- Excerpted text:
=== Begin Enclosure ===

Substrate Report for: Z-Gly-Pro-pNA

Prolyl oligopeptidases (POPs) are atypical serine proteases that are unique in their involvement in the maturation and degradation of prolyl-containing peptide hormones and neuropeptides. They are potential pharmaceutical targets for the treatment of several neurodegenerative disorders, such as Alzheimer's disease. In this study, the catalytic and substrate-regulatory mechanisms of a novel bacterial POP from Microbulbifer arenaceous (MaPOP) were investigated. The crystal structure revealed that the catalytic triad of MaPOP was covered by the central tunnel of an unusual beta-propeller domain. The tunnel not only provided the sole access to the active site for oligopeptides, but also protected large structured peptides or proteins from accidental proteolysis. The enzyme was able to cleave angiotensin I specifically at the carboxyl side of the internal proline residue, but could not hydrolyze long-chain bovine insulin B in vitro. Like the ligand-free structure, MaPOP bound to the transition-state analog inhibitor ZPR was also in a closed state, which was not modulated by the common `latching loop' found in other POPs. The substrate-assisted catalytic mechanism of MaPOP reported here may represent a common mechanism for all POPs. These results may facilitate a better understanding of the catalytic behavior of POPs under physiological conditions.

=== End Enclosure ===

- Aim of the exercise: From the substrate report on Z-Gly-Pro-pNA, list every peptide, protein or compound that is referred to by a specific name, not counting the enzymes.

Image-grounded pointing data
=== Begin Enclosure ===

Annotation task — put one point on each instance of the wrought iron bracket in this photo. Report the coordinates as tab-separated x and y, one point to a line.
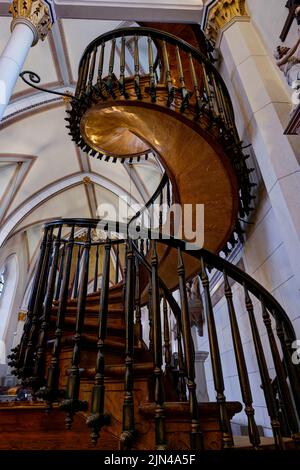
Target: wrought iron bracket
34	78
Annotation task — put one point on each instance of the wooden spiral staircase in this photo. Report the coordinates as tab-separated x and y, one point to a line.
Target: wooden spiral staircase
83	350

=== End Enclosure ===
=== Begin Enclosure ===

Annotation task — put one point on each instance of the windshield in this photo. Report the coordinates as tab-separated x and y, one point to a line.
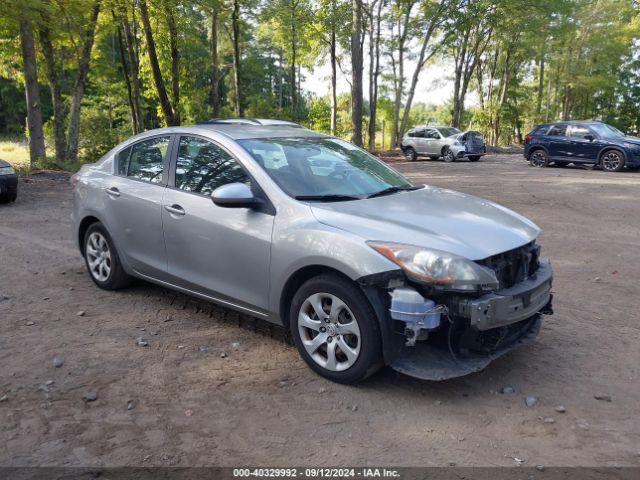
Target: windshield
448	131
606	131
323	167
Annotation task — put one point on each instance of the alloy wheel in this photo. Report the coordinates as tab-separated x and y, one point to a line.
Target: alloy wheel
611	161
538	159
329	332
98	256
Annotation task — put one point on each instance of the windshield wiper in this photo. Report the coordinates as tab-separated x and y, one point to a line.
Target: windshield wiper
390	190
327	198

=== End Enclosure ===

- Task solution: Z-Gly-Pro-pNA, angiotensin I, bovine insulin B, ZPR